- [EXERCISE REQUIREMENTS]: Please copy the records below word for word, from the line with "I need you to find the rock" to the line with "[350,88,485,139]", including both of those lines.

- [DATA EXTRACT]:

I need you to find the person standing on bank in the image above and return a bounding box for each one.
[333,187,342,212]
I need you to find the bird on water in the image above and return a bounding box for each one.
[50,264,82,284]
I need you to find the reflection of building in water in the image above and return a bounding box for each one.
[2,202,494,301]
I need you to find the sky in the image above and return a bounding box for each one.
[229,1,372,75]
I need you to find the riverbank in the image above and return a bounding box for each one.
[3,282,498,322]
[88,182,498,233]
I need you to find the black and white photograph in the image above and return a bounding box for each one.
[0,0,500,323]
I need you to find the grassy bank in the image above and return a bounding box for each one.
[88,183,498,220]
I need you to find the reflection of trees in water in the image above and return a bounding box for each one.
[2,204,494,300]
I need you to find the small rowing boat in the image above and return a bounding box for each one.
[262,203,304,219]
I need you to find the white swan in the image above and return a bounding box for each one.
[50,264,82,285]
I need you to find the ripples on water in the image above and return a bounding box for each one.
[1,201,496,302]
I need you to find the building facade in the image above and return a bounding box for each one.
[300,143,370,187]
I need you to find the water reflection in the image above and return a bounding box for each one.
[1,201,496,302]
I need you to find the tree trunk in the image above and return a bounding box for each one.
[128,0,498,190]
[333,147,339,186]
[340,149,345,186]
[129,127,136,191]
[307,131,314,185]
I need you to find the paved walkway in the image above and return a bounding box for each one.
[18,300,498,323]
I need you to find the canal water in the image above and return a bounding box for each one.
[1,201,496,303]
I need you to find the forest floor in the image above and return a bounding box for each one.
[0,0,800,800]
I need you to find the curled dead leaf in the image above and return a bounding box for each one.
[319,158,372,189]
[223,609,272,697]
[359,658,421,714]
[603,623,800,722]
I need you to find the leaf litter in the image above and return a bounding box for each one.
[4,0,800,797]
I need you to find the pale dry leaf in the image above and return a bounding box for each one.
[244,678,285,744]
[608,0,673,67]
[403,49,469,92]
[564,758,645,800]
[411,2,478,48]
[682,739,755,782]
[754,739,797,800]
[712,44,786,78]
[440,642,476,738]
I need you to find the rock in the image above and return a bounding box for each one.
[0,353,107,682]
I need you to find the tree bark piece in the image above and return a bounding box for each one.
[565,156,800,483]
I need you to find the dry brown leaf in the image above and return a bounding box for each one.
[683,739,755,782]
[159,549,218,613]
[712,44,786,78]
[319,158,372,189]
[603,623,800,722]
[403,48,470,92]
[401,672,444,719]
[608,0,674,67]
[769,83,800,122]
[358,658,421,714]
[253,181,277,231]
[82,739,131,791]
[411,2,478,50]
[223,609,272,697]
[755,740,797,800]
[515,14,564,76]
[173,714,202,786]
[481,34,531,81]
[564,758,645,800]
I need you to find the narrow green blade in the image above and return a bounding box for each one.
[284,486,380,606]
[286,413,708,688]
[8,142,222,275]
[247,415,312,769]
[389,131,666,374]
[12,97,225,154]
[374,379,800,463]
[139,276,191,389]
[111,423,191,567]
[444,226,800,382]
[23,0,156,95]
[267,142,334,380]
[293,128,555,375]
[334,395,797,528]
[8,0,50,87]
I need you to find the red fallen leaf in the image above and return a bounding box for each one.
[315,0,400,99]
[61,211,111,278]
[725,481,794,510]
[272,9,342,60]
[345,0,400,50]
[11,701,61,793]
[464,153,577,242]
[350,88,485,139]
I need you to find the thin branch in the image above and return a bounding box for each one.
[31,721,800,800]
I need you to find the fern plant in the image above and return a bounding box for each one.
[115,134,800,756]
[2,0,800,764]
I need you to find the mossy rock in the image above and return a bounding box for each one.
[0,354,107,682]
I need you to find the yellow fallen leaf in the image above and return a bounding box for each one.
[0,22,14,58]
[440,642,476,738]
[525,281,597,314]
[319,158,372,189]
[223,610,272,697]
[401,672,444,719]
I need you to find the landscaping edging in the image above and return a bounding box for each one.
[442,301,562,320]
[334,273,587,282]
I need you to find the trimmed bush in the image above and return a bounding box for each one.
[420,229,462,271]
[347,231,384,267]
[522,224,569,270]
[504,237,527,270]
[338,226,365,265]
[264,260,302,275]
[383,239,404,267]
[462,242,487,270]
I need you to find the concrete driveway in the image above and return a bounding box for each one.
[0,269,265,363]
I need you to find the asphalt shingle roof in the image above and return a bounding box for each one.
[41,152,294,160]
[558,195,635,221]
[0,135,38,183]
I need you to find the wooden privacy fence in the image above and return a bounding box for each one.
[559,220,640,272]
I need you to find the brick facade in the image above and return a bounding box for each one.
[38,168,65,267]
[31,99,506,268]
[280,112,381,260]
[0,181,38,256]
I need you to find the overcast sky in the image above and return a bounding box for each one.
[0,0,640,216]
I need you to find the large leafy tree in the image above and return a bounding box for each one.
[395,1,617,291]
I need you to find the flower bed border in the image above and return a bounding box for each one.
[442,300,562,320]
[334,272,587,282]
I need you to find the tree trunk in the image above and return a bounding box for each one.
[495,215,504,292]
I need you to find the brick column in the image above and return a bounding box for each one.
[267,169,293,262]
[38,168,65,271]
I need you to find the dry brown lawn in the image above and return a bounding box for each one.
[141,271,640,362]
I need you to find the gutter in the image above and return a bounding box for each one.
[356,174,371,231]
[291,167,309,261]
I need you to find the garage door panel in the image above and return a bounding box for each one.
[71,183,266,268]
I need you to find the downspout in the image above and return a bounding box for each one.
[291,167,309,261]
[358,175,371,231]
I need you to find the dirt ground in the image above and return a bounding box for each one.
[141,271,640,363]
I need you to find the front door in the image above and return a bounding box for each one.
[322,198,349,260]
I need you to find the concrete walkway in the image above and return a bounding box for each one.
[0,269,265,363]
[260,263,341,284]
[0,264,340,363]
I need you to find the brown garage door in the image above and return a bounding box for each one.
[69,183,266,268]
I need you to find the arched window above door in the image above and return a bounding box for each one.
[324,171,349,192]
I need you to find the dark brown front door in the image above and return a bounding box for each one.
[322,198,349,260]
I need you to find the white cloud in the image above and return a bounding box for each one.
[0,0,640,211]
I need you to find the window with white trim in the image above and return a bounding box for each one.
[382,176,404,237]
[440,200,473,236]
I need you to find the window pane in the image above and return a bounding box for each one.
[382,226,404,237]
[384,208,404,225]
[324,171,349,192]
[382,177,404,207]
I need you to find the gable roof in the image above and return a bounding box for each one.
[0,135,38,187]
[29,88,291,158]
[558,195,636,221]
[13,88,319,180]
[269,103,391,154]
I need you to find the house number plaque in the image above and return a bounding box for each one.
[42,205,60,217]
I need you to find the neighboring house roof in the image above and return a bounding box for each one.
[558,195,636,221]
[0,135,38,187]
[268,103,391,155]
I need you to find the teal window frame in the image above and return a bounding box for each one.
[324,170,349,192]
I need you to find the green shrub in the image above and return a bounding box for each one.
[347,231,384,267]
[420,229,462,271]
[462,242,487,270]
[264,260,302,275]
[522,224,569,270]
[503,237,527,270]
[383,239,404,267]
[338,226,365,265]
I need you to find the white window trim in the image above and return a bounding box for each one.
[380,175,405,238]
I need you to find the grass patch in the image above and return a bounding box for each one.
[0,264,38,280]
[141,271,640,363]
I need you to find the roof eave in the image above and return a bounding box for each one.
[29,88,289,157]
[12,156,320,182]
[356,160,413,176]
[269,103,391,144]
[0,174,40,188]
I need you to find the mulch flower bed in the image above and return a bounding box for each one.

- [THE RESULT]:
I need you to find the rock in the image above and return a bounding box for each one.
[0,353,107,682]
I need you to find the tree bark piece in the image above and return a bounding box for each one.
[565,156,800,483]
I need you to find the dry brown leaf in the image above and return a bounding box for each one.
[683,739,755,782]
[159,549,218,613]
[712,44,786,78]
[319,158,372,189]
[603,623,800,722]
[403,48,470,92]
[401,672,444,719]
[608,0,674,67]
[769,83,800,122]
[358,658,421,714]
[253,181,277,231]
[82,739,131,791]
[411,2,478,50]
[223,609,272,697]
[755,740,797,800]
[515,14,564,76]
[173,714,202,786]
[481,34,531,81]
[564,758,645,800]
I need you to find the narrow green blade in the image above and return a bounding box for each one.
[284,486,380,606]
[286,413,708,688]
[8,142,222,275]
[247,415,312,769]
[389,131,666,374]
[12,97,225,154]
[374,379,800,463]
[139,276,191,389]
[111,423,191,567]
[444,226,800,382]
[23,0,156,95]
[267,142,334,380]
[293,128,555,375]
[334,395,797,528]
[8,0,50,87]
I need you to find the red fallen leaf in the image above and return a bounding box for each one.
[315,0,400,99]
[61,211,111,278]
[725,481,794,510]
[272,9,342,60]
[345,0,400,50]
[11,701,61,793]
[464,153,577,242]
[350,88,485,139]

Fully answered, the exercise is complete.